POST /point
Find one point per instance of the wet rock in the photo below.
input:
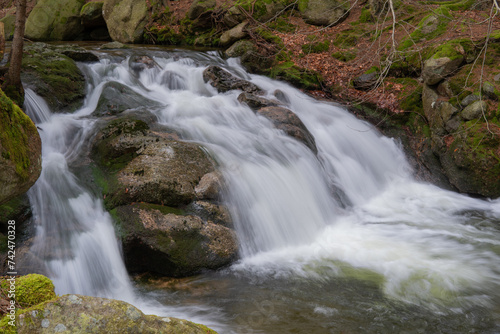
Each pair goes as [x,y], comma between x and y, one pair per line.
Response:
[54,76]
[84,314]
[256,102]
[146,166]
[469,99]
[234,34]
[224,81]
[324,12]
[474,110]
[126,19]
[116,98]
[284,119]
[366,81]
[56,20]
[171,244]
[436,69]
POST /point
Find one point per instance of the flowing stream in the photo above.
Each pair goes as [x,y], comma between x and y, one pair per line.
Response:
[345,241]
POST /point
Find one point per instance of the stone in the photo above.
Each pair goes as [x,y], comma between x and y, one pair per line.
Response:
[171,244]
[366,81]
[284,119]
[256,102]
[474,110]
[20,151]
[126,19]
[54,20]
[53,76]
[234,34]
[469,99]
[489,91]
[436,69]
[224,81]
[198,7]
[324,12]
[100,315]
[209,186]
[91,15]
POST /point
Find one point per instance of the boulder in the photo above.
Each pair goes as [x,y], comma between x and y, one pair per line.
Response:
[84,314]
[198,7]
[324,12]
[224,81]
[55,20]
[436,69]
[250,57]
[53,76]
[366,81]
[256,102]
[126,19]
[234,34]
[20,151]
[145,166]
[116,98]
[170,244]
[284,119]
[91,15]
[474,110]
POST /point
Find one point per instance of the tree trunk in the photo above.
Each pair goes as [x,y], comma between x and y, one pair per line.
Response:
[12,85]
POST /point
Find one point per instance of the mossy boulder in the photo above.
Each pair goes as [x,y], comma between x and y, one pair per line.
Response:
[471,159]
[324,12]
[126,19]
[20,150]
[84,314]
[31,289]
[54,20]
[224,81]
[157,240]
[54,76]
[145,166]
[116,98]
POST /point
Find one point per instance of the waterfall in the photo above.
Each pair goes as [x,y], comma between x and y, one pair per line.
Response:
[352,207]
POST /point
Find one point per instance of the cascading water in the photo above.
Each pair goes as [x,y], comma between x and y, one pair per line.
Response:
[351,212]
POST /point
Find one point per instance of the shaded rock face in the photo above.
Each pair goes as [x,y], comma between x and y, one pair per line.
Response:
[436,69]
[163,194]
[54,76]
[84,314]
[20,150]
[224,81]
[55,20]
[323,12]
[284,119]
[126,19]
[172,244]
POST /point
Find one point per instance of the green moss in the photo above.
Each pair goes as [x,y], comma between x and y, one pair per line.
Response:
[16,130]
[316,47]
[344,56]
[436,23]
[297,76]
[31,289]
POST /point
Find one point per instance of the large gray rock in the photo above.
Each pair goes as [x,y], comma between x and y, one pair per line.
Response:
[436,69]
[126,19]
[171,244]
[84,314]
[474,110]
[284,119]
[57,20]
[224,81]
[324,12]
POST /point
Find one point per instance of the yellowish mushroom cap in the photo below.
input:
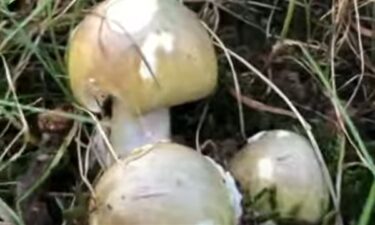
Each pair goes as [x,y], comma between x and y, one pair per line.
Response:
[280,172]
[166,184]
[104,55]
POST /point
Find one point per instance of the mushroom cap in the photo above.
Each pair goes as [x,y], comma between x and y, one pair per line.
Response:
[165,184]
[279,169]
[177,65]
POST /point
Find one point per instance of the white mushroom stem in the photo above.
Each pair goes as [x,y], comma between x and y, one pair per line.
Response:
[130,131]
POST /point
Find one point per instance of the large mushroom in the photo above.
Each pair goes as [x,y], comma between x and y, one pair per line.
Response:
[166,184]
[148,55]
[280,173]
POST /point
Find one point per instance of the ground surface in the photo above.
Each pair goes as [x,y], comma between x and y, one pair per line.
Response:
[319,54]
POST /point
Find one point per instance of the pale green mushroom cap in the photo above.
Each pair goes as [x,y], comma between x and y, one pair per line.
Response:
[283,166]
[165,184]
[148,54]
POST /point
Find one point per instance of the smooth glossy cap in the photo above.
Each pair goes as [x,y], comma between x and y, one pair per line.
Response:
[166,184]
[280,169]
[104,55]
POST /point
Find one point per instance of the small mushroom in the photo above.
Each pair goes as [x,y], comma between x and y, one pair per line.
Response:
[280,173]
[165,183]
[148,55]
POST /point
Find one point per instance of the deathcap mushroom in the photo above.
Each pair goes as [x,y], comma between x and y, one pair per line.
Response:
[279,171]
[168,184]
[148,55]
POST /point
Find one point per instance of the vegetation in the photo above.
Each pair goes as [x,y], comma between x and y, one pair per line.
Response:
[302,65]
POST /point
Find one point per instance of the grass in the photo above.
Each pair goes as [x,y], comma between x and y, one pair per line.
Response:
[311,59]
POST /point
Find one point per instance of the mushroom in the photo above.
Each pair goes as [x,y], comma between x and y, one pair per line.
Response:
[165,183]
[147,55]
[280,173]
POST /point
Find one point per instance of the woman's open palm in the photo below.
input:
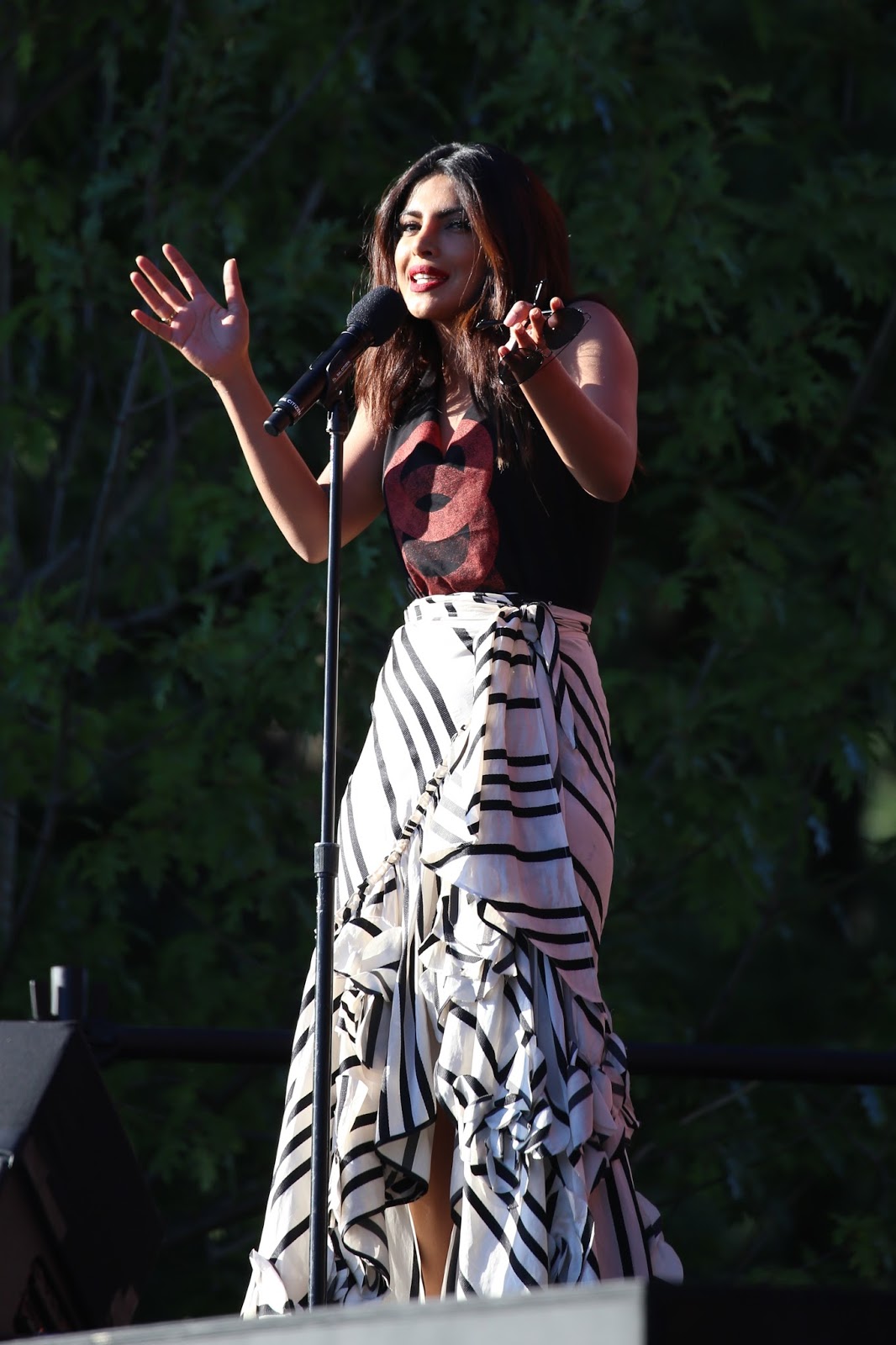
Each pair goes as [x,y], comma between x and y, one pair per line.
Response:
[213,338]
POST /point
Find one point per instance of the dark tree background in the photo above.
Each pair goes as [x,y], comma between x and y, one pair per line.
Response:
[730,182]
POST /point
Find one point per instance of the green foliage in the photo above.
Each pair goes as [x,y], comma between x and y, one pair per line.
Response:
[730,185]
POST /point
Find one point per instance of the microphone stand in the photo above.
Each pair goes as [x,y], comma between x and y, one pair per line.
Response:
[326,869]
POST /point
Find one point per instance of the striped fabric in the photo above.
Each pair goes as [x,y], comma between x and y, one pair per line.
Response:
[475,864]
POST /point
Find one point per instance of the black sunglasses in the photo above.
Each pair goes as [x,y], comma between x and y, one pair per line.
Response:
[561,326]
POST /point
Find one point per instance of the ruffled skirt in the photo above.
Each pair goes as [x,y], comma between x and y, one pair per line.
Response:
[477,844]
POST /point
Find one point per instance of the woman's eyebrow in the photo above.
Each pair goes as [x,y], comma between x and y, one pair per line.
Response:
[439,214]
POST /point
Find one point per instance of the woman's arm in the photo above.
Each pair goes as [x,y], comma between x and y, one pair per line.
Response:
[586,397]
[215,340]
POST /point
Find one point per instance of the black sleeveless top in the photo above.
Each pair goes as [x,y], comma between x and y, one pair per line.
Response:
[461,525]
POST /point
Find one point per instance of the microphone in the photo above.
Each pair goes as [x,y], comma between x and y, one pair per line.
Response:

○ ○ ○ ○ ○ ○ ○

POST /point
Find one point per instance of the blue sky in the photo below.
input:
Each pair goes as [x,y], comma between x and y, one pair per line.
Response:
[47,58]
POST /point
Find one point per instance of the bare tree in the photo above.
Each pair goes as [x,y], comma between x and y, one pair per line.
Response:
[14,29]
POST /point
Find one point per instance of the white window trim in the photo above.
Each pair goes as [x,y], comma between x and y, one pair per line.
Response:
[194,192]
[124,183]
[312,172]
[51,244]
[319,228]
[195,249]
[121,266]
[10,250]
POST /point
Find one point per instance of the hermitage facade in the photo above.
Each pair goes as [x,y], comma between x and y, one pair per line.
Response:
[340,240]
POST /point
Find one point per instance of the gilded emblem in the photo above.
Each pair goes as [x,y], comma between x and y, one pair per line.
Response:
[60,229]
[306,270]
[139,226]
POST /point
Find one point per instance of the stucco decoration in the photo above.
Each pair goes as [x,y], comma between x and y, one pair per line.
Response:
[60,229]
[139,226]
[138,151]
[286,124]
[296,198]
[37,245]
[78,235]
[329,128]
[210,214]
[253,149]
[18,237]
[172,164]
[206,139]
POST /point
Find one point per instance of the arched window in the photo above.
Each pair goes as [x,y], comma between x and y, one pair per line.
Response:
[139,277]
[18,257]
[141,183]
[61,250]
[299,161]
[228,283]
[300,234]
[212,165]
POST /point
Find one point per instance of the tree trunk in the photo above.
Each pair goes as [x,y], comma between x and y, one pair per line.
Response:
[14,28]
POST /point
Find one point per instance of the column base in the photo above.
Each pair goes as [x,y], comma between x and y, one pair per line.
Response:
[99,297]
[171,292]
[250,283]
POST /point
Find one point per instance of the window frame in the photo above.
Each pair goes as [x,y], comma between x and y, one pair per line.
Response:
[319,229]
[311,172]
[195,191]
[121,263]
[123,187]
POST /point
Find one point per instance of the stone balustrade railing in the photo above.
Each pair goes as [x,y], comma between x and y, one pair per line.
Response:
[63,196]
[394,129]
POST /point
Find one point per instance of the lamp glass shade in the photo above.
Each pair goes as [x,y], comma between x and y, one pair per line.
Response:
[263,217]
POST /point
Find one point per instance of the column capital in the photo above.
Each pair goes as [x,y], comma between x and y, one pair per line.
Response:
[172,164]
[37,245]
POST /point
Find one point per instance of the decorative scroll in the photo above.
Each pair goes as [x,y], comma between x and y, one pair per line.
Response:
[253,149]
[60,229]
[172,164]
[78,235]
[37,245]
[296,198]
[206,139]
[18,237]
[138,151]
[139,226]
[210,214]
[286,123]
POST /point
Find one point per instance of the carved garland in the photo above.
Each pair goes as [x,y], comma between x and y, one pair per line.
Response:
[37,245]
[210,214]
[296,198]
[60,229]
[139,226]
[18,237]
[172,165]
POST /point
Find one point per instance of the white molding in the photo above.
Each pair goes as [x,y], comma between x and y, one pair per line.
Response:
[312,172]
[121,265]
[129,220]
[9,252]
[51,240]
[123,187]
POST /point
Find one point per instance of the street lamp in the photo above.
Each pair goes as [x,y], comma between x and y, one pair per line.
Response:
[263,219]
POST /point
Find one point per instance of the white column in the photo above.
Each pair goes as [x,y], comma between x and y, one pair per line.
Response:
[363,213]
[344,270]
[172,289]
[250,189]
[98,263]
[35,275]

○ ○ ○ ○ ○ ○ ○

» PROBLEM REQUIREMENTS
Please give the number of lines above that contain the string "green", and nothing more.

» SOLUTION TO THE EXERCISE
3